◆ Requirements
Repeat the lines beginning at the one with "Could you mark every instance of the bare" and running to the end of the material, keeping the first and last of them, exactly as they appear.

========================

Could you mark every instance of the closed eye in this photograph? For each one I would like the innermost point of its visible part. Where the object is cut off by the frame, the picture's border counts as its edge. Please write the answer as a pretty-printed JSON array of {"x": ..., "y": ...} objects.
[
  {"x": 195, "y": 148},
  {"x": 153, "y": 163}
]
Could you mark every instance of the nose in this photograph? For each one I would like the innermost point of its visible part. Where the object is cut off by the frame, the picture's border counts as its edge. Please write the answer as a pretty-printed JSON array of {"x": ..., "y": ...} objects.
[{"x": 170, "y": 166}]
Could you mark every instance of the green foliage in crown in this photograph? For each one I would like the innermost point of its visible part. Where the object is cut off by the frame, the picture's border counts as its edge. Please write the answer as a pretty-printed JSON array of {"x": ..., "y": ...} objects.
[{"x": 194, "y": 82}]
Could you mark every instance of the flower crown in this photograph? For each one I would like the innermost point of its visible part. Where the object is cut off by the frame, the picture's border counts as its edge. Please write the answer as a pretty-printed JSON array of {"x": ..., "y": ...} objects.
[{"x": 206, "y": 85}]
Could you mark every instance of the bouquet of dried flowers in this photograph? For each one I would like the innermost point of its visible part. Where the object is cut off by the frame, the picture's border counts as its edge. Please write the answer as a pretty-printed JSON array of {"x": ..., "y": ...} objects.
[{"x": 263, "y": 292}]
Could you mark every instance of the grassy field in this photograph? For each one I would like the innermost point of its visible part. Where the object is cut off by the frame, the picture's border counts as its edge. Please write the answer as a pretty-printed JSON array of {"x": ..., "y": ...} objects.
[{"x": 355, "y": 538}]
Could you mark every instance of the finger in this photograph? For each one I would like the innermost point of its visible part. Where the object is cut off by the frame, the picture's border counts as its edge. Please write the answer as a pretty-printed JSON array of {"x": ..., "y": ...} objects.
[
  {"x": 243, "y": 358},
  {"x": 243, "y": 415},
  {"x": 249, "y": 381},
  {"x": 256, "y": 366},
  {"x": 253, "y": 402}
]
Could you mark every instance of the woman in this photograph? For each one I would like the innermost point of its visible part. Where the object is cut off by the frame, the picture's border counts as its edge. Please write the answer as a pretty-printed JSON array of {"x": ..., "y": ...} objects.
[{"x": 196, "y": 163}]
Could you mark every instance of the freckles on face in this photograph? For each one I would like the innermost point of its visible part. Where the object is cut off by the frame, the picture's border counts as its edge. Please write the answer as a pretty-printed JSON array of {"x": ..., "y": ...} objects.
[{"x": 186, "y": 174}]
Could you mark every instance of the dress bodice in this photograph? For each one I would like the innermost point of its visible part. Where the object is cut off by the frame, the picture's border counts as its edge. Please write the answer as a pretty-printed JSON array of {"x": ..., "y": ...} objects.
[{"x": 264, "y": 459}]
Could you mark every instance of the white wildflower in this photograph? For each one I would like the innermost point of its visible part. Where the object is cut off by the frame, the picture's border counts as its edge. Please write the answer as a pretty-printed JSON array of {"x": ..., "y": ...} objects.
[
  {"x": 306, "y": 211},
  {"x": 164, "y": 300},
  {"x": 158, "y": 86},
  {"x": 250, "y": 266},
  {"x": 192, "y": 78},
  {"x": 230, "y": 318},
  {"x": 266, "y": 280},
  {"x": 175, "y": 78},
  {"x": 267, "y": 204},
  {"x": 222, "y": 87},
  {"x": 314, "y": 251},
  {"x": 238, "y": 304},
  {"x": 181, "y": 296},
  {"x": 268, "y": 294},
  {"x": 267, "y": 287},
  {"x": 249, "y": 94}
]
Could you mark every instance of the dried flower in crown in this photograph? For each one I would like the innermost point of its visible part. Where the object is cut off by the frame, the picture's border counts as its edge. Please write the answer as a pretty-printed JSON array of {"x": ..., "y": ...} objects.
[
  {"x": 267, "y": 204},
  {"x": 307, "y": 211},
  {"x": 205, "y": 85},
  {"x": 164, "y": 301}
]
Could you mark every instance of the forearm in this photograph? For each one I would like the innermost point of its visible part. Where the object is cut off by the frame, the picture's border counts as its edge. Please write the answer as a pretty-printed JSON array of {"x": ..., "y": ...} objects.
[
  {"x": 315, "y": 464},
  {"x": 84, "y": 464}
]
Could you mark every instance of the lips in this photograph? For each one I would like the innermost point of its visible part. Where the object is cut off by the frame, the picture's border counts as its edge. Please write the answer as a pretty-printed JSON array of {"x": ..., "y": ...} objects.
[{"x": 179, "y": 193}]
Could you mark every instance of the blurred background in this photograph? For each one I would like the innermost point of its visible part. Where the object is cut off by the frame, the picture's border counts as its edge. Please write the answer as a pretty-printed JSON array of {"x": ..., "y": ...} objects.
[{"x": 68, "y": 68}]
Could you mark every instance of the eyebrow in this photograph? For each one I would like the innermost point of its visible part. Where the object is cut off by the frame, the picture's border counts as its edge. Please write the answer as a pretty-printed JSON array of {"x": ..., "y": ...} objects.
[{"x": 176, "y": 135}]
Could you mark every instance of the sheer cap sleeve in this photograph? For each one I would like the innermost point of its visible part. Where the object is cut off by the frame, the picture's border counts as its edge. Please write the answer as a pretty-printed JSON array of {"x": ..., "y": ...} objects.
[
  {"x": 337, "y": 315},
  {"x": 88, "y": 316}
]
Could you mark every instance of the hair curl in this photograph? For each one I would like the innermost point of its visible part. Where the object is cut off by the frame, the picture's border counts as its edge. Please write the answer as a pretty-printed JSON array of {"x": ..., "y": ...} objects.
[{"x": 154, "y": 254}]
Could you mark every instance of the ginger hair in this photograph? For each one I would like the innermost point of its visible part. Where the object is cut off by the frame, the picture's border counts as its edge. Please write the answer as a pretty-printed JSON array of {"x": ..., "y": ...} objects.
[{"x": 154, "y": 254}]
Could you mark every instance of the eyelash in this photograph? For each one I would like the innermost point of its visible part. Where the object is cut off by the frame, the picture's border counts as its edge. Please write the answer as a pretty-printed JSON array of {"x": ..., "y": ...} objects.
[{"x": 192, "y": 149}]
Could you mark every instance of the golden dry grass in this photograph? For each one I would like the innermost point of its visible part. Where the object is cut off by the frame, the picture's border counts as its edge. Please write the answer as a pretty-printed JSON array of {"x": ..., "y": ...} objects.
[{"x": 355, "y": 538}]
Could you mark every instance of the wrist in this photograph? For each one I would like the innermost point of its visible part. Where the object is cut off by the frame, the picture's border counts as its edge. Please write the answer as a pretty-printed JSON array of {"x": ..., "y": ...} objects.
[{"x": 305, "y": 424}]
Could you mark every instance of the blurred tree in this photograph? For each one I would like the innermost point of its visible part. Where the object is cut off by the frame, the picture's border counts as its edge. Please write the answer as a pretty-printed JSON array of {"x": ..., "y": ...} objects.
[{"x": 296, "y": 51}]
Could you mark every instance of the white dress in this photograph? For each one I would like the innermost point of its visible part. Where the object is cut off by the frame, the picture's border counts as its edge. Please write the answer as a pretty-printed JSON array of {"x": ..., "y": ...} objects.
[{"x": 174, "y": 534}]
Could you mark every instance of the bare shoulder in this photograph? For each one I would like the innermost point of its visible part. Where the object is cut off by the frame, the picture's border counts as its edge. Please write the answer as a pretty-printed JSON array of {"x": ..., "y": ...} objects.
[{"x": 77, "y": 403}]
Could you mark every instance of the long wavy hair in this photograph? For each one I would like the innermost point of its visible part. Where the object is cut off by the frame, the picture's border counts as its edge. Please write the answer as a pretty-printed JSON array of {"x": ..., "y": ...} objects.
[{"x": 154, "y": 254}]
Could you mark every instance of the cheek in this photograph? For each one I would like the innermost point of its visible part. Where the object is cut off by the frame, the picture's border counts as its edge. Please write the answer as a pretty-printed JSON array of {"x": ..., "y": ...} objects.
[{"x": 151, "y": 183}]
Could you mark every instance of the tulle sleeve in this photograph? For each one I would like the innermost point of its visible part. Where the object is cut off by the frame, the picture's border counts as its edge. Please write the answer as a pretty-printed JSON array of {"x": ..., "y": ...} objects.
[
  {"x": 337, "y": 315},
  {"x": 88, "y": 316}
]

========================

◆ Answer for the task
Could you mark every instance of the bare shoulder in this photograph? For each one I would like the innermost point of its visible part. Where the object is cut off by the frame, the picture's border counts as its edge. Please write the answer as a pretty-printed JSON array of {"x": ..., "y": ...} objects.
[{"x": 77, "y": 403}]
Could you mark every instance of the long wavy hair in this photograph? For each one I would like the innermost point of its visible part. Where the object is cut off by the frame, the picture's border counts as its edge. Please write the answer as a pretty-printed JSON array of {"x": ..., "y": ...} objects.
[{"x": 154, "y": 254}]
Could you mark every instance of the cheek in this photograph? For each one I would like the innermost point of its visible part. Where the object is cut off by the frame, the picture's border counts as its edge. Please write the answer as a pretty-printed JSON array of {"x": ..., "y": ...} objects.
[{"x": 151, "y": 183}]
Could you mark every instance of the tulle sleeve in this photograph? For each one I would like the innermost point of its visible part. Where the object is cut off by the frame, the picture's border counts as its edge. Please write the answer as a pretty-printed JSON array of {"x": ..., "y": ...} objects.
[
  {"x": 337, "y": 315},
  {"x": 88, "y": 316}
]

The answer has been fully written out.